Xu and Li [46] study page-mapping in systems with a main cache (8 KB) and a mini cache (512 B), where a page can be mapped to either of them or bypassed. Etsion and Feitelson [36] propose replacing a 32 K 4-way cache with a 16 KB direct-mapped cache (for storing frequently reused data) and a 2 K filter (for storing transient data).
Wu et al. [57] present a CBT for micro-cache in EPIC processor. Xu and Li [46] present a technique for bypassing data from main cache or mini cache or both caches. Wang et al. [53] evaluate their CBT for an SRAM-NVM hybrid cache.
Use of bypass buffers: Some works use buffer/table to store both tags and data [9,10,36,49,65,66,72] or only tags [43,56] of the bypassed blocks. Access to the cache is avoided for the blocks found in these buffers and with effective bypassing algorithms, the size of these buffers are expected to be small [43,49]. The bypassed blocks stored in the buffer may be moved to the main cache only if they show temporal reuse [9,49,73,74]. Chou et al. [37] buffer tags of recently accessed adjacent DRAM cache lines. On a miss to last level SRAM cache, the request is first searched in this buffer and a hit result avoids the need of miss probe in DRAM cache.
Granularity: Most techniques make prediction at the granularity of a block of size 64 B or 128 B. Stacked-DRAM cache designs may use 64 B block size [37] to reduce cache pollution or 4 KB block size [30,48] to reduce metadata overhead. By comparison, Alves et al. [23] predict when a sub-block (8 B) is dead, while Johnson and Hwu [65] make prediction at the level of a macroblock (1 KB) which consists of multiple adjacent blocks. Lee et al. [48] also discuss bypassing at superpage (2 MB to 1 GB) level (refer to Section 6.2). Khairy et al. [58] disable the entire cache and thus, all data bypass the cache (refer to Section 4.7). Use of larger granularity allows lowering the metadata overhead at the cost of reducing the accuracy of information collected about reuse pattern.
Use of compiler: Many CBTs use a compiler for their functioning [8,38,46,51,52,57,63,69], while most other CBTs work based on runtime information only (refer to Section 4.6). The compiler can identify thread-sharing behavior [69], communication pattern [52,63], reuse count [8,38,46] and reuse distance [51,57]. This information can be used by compiler itself (e.g., for performing intelligent instruction scheduling [57]) or by hardware for making bypassing decisions.
Co-management policies: In addition to bypassing, the information about cache accesses or dead blocks has been used for other optimizations such as power-gating [23,75], prefetching [10,50] and intelligent replacement policy decisions [14,23,50,76]. For example, data can be prefetched into dead blocks and while replacing, first preference can be given to dead blocks. The energy overhead of CBTs (e.g., due to predictors) can be offset by using dynamic voltage/frequency scaling (DVFS) technique [70].
Solution algorithm: Liang et al. [69] present an integer linear programming (ILP) based and a greedy algorithm for solving L2 traffic reduction problem. Xu and Li [46] present a greedy algorithm to solve page-to-cache mapping problem.
+--
LIST OF TASKS:
**1)** In the passage on cache bypassing, what cache do Etsion and Feitelson propose replacing?
**2)** Select every line of the entries below that contains the string "yellow", treating uppercase and lowercase letters as distinct.

DATA LISTING:
+--
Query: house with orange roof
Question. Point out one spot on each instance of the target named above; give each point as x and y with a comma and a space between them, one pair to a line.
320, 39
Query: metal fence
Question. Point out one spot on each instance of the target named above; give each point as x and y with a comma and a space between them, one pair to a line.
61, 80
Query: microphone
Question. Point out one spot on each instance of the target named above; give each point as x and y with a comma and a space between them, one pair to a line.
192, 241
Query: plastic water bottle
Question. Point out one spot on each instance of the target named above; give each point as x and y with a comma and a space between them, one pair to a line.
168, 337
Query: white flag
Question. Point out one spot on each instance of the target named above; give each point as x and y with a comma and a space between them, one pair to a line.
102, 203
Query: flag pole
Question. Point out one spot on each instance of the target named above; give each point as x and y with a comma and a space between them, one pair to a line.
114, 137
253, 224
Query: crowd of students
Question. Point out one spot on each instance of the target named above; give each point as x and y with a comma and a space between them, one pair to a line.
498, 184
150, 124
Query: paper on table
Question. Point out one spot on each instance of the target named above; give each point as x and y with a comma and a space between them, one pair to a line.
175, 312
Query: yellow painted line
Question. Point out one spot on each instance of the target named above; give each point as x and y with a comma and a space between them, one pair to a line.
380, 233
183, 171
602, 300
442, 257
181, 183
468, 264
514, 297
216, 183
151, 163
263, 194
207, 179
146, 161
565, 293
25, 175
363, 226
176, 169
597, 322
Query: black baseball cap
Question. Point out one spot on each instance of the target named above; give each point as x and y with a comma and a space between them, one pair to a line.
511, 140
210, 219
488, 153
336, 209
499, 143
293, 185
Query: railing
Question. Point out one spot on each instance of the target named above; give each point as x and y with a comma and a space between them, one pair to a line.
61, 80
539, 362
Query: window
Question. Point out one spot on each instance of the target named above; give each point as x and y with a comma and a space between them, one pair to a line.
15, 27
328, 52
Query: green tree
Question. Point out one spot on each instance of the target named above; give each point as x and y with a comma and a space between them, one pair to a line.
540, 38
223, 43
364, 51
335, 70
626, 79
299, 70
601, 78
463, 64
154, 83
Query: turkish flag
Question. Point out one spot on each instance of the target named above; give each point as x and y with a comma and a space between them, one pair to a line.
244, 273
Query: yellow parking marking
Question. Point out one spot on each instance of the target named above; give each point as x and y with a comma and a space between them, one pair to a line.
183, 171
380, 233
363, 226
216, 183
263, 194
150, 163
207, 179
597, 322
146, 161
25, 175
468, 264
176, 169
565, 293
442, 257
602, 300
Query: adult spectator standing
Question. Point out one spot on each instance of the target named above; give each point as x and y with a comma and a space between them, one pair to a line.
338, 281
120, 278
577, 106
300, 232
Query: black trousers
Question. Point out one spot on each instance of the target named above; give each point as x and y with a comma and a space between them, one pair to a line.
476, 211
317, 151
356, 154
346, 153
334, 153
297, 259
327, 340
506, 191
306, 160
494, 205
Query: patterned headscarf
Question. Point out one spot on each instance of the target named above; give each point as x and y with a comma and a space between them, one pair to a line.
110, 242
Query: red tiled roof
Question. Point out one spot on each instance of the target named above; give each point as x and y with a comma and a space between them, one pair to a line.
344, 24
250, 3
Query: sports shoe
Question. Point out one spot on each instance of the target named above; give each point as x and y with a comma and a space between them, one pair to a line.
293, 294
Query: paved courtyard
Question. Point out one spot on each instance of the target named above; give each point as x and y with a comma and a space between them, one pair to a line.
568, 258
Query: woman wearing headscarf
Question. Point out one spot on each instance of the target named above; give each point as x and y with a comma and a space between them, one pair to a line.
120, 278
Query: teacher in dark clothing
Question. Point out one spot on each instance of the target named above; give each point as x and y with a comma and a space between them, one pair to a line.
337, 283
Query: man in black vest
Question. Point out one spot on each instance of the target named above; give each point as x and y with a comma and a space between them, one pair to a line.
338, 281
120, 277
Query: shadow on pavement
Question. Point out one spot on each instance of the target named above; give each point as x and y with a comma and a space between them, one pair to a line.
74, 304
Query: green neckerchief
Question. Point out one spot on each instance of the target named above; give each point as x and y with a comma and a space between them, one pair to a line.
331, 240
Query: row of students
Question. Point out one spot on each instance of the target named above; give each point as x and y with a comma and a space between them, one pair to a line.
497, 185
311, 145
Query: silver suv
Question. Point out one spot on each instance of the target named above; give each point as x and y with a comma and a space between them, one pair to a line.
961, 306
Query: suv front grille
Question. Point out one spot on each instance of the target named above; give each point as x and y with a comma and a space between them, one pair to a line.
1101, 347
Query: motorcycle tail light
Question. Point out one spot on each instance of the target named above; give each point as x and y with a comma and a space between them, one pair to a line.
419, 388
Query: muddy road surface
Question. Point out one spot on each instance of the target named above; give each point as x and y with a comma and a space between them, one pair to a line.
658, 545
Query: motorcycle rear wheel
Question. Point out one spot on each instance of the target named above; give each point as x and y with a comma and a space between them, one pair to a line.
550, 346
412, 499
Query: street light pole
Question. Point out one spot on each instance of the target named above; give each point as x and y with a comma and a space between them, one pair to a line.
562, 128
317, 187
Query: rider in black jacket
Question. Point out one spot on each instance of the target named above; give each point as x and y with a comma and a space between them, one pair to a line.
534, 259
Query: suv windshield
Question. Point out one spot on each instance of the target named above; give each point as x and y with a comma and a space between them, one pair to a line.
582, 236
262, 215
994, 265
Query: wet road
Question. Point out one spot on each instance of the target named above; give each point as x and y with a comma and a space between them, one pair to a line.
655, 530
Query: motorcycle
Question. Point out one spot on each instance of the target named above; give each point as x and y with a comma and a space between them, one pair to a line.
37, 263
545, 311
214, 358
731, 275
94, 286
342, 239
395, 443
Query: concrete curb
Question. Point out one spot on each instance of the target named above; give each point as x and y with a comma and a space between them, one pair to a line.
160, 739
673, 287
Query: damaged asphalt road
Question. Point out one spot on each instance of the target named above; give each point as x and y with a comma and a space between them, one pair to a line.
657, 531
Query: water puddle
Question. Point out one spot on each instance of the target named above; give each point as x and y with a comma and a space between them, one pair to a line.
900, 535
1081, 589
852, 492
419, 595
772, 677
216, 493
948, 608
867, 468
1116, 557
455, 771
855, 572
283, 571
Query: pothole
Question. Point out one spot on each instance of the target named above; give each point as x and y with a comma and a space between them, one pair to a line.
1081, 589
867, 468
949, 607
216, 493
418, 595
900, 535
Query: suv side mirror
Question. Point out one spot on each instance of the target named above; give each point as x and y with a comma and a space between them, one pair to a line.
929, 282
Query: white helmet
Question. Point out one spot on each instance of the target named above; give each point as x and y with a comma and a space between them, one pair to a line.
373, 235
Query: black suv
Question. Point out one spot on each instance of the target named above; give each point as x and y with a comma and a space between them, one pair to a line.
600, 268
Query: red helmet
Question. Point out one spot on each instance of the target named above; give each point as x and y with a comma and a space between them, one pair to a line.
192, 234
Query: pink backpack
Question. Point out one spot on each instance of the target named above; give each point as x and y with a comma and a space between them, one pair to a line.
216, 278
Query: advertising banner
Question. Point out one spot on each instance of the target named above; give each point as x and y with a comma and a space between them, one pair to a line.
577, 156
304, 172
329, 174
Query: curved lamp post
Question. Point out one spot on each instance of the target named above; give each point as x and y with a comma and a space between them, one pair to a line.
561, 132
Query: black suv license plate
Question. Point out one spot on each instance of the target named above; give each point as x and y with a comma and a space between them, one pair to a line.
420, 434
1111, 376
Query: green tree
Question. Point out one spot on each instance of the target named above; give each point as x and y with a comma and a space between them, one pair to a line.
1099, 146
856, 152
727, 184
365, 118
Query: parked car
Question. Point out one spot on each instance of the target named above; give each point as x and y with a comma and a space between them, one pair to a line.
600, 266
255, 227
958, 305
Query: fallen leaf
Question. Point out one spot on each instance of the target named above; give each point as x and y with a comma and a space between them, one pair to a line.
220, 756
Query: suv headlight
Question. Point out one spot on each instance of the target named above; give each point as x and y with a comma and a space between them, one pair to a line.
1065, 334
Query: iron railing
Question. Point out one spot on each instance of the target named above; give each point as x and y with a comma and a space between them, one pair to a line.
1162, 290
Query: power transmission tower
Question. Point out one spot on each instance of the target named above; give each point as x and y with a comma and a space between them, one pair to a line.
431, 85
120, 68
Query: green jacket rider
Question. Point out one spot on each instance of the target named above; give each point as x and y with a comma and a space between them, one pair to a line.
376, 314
+--
WRITTEN RESPONSES:
**1)** A 32 K 4-way cache.

**2)**
Query: yellow painted line
Query: yellow parking marking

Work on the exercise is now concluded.